*What to work on*. Please return the data that follows precisely as written, but without the images.

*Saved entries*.
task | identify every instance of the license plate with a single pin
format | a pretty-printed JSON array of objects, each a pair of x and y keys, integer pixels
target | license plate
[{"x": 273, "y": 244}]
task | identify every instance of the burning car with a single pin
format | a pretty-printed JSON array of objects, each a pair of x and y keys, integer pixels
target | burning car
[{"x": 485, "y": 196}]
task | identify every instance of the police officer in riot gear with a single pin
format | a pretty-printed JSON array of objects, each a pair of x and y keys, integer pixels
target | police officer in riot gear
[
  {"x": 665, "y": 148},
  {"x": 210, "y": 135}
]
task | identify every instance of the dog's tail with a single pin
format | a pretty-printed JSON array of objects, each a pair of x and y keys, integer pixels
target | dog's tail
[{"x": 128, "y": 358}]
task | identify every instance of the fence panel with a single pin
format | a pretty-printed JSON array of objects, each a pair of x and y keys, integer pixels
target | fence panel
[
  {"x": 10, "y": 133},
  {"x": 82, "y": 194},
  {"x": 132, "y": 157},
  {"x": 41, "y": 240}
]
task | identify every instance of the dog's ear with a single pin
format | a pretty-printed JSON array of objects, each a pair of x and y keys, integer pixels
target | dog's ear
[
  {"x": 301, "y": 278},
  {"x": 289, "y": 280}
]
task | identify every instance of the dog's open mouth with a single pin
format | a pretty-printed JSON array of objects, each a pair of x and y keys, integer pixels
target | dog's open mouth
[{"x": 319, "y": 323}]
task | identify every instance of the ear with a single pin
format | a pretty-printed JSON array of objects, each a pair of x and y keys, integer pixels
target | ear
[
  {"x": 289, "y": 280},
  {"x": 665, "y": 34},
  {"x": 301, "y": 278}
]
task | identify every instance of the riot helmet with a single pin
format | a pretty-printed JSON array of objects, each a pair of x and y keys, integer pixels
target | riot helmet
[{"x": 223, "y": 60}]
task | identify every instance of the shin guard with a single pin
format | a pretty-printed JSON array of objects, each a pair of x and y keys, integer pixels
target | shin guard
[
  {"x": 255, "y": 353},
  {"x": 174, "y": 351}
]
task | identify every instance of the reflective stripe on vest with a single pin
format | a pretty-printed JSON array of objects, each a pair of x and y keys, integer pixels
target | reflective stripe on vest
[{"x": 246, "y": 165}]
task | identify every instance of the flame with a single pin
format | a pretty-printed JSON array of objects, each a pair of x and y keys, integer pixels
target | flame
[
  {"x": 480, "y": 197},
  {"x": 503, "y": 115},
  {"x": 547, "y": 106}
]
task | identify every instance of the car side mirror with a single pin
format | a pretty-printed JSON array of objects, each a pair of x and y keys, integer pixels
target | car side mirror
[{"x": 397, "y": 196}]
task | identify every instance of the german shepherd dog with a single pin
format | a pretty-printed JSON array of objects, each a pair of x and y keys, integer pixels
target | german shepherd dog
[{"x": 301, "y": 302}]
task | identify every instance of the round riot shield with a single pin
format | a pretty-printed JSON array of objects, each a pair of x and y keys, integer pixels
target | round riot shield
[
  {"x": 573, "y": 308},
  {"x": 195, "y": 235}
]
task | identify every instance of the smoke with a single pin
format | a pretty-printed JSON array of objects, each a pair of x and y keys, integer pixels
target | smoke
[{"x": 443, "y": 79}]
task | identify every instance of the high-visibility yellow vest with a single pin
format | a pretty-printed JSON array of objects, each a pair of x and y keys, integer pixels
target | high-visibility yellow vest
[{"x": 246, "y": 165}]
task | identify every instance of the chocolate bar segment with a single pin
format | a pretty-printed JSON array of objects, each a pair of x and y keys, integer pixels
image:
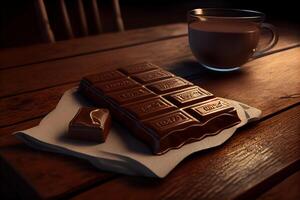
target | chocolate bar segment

*Output of the task*.
task | identify every instance of the license plate with a single pin
format | a pretty-printed JSON array of objects, each a pair of x and y keys, integer pixels
target | license plate
[{"x": 273, "y": 244}]
task | identify every instance of the burning car with a single pin
format | a pretty-printed JSON array of objects, each a pair of x and y keys, integer pixels
target | burning car
[{"x": 485, "y": 196}]
task | identify every instance of the police officer in riot gear with a single pin
format | a pretty-printed JSON array of objects, each a pair of x and y keys, integer pixels
target | police officer in riot gear
[
  {"x": 665, "y": 148},
  {"x": 210, "y": 135}
]
task | identify every instance of the dog's tail with a single pin
format | a pretty-printed JSON array of objects, each a pair of x and y keys, integer pixels
target | dog's tail
[{"x": 128, "y": 358}]
task | identify every instance of the fence panel with a single pin
format | a pretty-printed JSON array of objects, each a pair of x and y keys, integer pixels
target | fence panel
[
  {"x": 10, "y": 133},
  {"x": 82, "y": 194},
  {"x": 132, "y": 157},
  {"x": 41, "y": 240}
]
task | identify every instance of the dog's ear with a single pin
format | a pretty-printed JSON array of objects, each a pair of x and y keys, integer pixels
target | dog's ear
[
  {"x": 301, "y": 278},
  {"x": 289, "y": 280}
]
task | identify every instance of the dog's open mouth with a single pin
format | a pretty-printed JSON array of objects, each a pair of x and y keys, integer pixels
target | dog's open mouth
[{"x": 319, "y": 323}]
task | identify every instance of the ear with a single pin
format | a pretty-printed JSON array of objects, each a pair of x and y keys, integer pixels
target | ear
[
  {"x": 289, "y": 280},
  {"x": 665, "y": 34},
  {"x": 301, "y": 278}
]
task | identify every instance of the riot helmet with a single pin
format | a pretty-printed JSON array of objects, each a pair of x and y keys, integer pixels
target | riot helmet
[{"x": 223, "y": 60}]
task | identify every instance of the shin guard with a single pin
format | a pretty-printed JSON array of objects, each a pair of x and y keys, integer pixels
target | shin guard
[
  {"x": 255, "y": 353},
  {"x": 174, "y": 351}
]
task | identify every instance of the reflective stripe on vest with a single pin
format | a pretty-printed JSON array of objects, each a pair of x and y keys, integer pixels
target | reflective stripe on vest
[{"x": 246, "y": 165}]
task | identify every instance of the flame with a single pin
format | a pretty-printed JSON array of objects, each a pair of x and y keys, integer pixels
target | flame
[
  {"x": 480, "y": 197},
  {"x": 503, "y": 115},
  {"x": 547, "y": 106}
]
task | identify every instance of the car side mirror with a single pin
format | a pretty-printed JSON array of objects, each a pair of x and y keys, integer pixels
target | car side mirror
[{"x": 397, "y": 196}]
task | identify every instance of the german shepherd dog with a single pin
format | a pretty-printed JSON array of objects, each a pair of x and y keys, integer pixels
target | german shepherd dog
[{"x": 301, "y": 302}]
task | identify every instance of the round riot shield with a single pin
format | a pretty-printed JSON array of objects, each a pair of x and y keys, integer pixels
target | round riot shield
[
  {"x": 573, "y": 308},
  {"x": 195, "y": 235}
]
task | identify every instance of the smoke with a single pin
format | a pretty-printed JSON array of objects, each a pair of x and y keys, integer pixels
target | smoke
[{"x": 443, "y": 79}]
task | identify every instance of the high-visibility yellow vest with a single pin
format | a pretty-printed JSON array of objects, each a pair of x and y keys, integer pixels
target | high-visibility yellow vest
[{"x": 246, "y": 165}]
task | identify every instance of the chocolate bar segment with a single pin
format | a pretty-printed JSON array of objects, each a pair of x and y keys, integer pixels
image:
target | chocolate bar segment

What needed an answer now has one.